** DATASET RECORDS follows **
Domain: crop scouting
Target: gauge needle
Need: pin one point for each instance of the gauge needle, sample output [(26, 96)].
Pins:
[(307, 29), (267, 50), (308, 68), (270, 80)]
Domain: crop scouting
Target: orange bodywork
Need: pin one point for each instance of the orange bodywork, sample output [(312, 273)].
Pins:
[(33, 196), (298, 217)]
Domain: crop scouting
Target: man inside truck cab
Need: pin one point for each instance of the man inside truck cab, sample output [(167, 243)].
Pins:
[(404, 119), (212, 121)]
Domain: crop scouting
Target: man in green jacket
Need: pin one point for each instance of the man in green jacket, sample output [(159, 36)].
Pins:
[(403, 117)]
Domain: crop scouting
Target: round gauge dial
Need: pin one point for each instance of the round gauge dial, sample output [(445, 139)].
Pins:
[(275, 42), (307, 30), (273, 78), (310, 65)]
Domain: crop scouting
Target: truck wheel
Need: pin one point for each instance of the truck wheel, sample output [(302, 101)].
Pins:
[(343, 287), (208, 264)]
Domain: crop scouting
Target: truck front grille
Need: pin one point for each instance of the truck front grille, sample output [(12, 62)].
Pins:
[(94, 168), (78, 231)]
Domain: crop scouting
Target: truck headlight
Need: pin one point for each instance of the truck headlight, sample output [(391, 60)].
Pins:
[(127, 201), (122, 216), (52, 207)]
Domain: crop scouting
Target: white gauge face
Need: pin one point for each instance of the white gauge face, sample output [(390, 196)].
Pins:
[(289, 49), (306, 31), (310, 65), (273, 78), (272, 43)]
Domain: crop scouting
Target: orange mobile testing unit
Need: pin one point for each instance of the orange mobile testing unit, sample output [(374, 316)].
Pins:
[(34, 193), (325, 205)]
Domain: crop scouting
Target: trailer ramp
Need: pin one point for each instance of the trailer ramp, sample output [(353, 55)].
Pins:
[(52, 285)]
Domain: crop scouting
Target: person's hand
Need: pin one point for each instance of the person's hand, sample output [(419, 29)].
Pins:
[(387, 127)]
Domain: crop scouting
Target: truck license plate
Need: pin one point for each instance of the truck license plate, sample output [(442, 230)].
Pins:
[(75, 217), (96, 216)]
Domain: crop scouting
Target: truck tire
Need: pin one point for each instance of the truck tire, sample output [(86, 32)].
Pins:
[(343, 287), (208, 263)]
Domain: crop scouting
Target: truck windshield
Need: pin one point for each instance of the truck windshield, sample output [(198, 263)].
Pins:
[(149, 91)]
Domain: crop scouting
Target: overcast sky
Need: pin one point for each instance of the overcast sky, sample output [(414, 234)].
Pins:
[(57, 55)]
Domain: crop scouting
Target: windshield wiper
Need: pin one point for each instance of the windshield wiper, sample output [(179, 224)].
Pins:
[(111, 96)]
** End of DATASET RECORDS **
* AIM OF THE TASK:
Set down the lines above exactly as written. Begin at the line containing "Target: person's hand" and stop after the last line.

* RESPONSE TO THE EXERCISE:
Target: person's hand
Need: pin one point for each instance of the person's hand, sample output [(419, 29)].
Pins:
[(387, 127)]
Domain: crop scouting
Target: truck license plate
Need: pin one point for each instance of the truck license plate, sample output [(442, 230)].
Pins:
[(75, 217), (96, 216)]
Domain: crop scouting
Target: truck tire
Need: pin one point for each instance of the truck tire, sample output [(86, 32)].
Pins:
[(343, 287), (208, 263)]
Domain: crop scouting
Target: truck windshield
Need: pin one point for each instance of the truck windshield, sample output [(198, 263)].
Pins:
[(149, 91)]
Domain: crop scouting
Target: overcast sky
Need: pin one point for each instance of the overcast sky, sample output [(414, 234)].
Pins:
[(57, 55)]
Domain: crop scouting
Target: windshield wiper
Need: pin one point for each instance of the windshield wiper, sample output [(179, 224)].
Pins:
[(111, 96)]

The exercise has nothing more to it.